2. Mangels Rechtsverletzung hat die Klage auch mit den Folgeanträgen keinen Erfolg. Die Beklagte schuldet der Klägerin keine Auskunft und keinen Schadensersatz (Anträge zu 4. und 5.). Die Zahlungsansprüche (Anträge zu 2. und 3.) beziehen sich auf die Abmahnkosten (Anlage K19) und die Kosten für das Abschlussschreiben (Anlage K25) nach Erlass der erstinstanzlichen einstweiligen Verfügung. Aus den genannten Gründen war die Abmahnung nicht berechtigt. Die Klägerin hat auch mit dem Abschlussschreiben kein Geschäft der Beklagten besorgt.

3. Die Kostenentscheidung beruht auf § 97 I ZPO. Der zurückgenommene Aufhebungsantrag hat keine weiteren Kosten verursacht. Die Entscheidung über die vorläufige Vollstreckbarkeit folgt aus §§ 708 Nr. 10, 711 ZPO.

====

■ Aufgaben:
[a] Beantworte anhand des Urteilsauszugs diese Fragen:
(i) Worauf beziehen sich die Zahlungsansprüche aus den Anträgen zu 2. und 3.?
(ii) Auf welcher Vorschrift beruht die Kostenentscheidung?
(iii) Aus welchen Vorschriften folgt die Entscheidung über die vorläufige Vollstreckbarkeit?
[b] Führe den Urteilsauszug zur Klage der Klägerin gegen die Beklagte im Anschluss an seinen letzten Satz fort.
Das anschließende Material ist eigenständig und gehört nicht zum Urteilsauszug.

====

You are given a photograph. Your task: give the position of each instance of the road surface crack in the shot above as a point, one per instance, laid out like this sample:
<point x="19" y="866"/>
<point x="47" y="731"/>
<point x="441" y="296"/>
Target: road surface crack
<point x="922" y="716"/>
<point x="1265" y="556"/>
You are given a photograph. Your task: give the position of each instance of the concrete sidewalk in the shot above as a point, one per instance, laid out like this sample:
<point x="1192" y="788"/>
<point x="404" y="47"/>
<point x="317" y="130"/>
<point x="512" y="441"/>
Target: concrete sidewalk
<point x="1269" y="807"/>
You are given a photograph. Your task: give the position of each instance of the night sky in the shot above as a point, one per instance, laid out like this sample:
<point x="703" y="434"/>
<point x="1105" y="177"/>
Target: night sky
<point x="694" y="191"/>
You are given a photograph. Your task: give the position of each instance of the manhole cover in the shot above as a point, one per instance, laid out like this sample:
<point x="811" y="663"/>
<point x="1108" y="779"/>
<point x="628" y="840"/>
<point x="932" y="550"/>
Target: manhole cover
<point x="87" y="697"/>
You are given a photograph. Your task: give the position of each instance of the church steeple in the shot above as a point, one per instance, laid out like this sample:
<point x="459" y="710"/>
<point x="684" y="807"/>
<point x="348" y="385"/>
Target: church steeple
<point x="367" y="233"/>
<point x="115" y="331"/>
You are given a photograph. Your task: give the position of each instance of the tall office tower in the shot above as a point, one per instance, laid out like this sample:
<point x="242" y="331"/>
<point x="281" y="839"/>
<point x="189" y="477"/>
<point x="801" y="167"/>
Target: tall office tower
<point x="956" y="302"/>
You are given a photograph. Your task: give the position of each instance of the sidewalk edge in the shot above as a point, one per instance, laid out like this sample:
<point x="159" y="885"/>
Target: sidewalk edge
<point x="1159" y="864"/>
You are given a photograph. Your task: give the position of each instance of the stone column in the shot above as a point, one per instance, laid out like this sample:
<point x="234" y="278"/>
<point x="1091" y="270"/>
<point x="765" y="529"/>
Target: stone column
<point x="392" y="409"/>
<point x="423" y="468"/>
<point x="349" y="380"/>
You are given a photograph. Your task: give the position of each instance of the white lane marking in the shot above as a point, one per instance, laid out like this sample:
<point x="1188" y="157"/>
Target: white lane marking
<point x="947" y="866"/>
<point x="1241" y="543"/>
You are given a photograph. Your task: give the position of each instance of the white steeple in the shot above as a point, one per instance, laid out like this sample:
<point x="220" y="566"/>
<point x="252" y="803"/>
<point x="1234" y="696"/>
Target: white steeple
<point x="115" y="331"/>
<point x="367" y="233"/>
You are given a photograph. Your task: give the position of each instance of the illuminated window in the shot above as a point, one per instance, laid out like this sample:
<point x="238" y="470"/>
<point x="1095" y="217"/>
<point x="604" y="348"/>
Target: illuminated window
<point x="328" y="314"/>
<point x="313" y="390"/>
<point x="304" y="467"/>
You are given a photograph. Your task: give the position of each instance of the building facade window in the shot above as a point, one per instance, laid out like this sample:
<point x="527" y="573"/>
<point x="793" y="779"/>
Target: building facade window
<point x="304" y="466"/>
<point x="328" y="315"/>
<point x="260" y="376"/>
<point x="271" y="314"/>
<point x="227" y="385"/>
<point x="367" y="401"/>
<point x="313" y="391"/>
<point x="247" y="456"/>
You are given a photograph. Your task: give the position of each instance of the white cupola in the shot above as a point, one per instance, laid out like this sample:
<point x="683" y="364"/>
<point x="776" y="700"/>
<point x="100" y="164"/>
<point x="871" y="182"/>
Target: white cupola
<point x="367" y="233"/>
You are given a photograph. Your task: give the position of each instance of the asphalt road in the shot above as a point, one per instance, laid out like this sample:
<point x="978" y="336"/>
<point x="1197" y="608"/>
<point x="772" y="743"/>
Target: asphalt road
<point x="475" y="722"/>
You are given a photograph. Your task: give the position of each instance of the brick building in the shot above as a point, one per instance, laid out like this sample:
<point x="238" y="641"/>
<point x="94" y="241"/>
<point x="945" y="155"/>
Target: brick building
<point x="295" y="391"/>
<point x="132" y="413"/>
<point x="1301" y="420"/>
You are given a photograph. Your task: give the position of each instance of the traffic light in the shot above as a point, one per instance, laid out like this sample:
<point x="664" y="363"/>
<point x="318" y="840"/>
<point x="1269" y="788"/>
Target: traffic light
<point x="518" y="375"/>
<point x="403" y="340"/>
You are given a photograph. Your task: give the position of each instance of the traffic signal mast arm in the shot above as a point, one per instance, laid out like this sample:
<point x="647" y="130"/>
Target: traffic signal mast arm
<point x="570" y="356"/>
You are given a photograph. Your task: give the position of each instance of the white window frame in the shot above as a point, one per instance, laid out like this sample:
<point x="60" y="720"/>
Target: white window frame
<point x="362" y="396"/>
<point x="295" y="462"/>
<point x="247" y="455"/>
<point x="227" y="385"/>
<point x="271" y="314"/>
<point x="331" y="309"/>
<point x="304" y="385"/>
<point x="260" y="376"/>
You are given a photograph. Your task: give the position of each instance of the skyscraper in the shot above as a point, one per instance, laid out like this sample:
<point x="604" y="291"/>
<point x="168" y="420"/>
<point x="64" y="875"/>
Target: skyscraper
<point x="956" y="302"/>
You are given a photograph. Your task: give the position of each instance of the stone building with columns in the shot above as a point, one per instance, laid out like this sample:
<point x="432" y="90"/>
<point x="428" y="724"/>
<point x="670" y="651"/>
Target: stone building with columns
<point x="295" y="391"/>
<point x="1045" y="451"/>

====

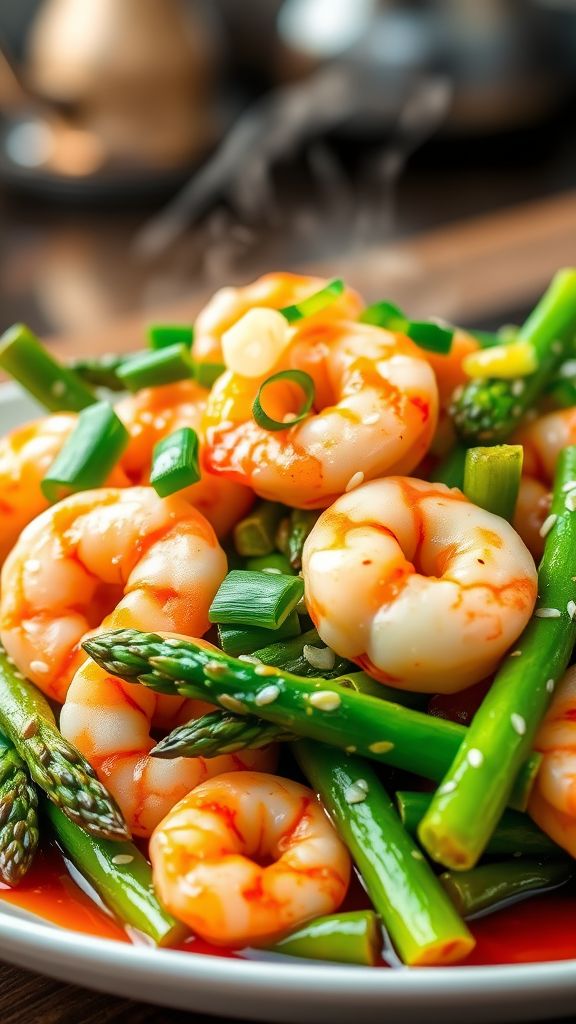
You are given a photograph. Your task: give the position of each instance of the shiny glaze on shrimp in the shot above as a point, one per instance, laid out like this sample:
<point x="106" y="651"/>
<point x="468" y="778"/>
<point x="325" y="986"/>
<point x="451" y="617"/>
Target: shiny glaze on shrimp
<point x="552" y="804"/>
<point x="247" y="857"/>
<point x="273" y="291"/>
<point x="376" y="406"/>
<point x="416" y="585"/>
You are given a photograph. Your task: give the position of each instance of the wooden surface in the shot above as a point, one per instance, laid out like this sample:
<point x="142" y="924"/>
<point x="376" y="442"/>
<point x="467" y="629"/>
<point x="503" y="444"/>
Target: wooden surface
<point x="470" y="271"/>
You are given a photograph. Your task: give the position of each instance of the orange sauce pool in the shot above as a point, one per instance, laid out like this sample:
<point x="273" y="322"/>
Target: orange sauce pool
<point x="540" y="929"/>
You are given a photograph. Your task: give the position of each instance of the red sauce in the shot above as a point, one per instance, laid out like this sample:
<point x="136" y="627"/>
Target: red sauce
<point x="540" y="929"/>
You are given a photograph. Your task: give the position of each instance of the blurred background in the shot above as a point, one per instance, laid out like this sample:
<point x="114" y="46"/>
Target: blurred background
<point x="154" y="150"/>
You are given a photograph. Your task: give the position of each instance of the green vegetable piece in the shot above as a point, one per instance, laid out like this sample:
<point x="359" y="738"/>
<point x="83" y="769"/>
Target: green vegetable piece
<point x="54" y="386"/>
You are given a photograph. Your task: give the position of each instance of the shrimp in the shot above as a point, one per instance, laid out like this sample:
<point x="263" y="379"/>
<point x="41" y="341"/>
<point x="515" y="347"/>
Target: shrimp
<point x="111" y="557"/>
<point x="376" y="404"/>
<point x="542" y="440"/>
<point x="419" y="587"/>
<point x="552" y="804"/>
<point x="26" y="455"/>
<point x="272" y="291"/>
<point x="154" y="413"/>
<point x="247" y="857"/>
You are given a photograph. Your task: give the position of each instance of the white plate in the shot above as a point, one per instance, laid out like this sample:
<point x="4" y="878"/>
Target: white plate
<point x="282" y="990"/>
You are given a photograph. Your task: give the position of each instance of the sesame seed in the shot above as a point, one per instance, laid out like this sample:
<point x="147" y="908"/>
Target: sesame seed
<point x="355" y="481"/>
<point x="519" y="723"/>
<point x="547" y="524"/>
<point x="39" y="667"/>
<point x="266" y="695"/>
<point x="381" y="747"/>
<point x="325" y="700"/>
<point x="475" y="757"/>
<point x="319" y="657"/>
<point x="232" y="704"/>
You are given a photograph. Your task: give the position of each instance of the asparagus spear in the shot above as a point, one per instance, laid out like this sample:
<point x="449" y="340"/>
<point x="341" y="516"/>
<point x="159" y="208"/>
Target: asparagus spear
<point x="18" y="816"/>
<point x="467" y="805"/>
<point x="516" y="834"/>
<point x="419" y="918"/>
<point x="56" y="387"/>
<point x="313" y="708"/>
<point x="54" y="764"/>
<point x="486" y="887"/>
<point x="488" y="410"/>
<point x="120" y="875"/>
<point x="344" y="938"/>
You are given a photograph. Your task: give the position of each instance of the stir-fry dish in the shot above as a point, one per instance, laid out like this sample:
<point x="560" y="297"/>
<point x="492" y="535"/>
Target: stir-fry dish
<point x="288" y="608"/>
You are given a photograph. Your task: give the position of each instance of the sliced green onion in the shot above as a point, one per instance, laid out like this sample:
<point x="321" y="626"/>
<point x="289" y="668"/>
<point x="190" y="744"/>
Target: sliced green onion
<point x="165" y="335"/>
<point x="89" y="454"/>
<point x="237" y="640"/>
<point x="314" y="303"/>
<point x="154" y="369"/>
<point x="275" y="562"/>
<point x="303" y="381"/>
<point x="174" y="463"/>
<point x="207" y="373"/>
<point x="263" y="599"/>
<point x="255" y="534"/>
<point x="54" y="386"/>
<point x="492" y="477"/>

====

■ Lösungen:
[a]
(i) Auf die Abmahnkosten (Anlage K19) und die Kosten für das Abschlussschreiben (Anlage K25) nach Erlass der erstinstanzlichen einstweiligen Verfügung.
(ii) Auf § 97 I ZPO.
(iii) Aus §§ 708 Nr. 10, 711 ZPO.

[b]
4. Die Revision war nicht zuzulassen. Die Entscheidung beruht auf einer Würdigung der konkreten Umstände des Einzelfalls. Rechtsfragen von grundsätzlicher Bedeutung waren für die Entscheidung nicht tragend. Einer Revisionszulassung bedurfte es auch nicht deshalb, um in letzter Instanz eine Vorlage an den EuGH als gesetzlichen Richter zu ermöglichen. Insoweit kann auf die obigen Ausführungen Bezug genommen werden (vgl. 1. d) cc).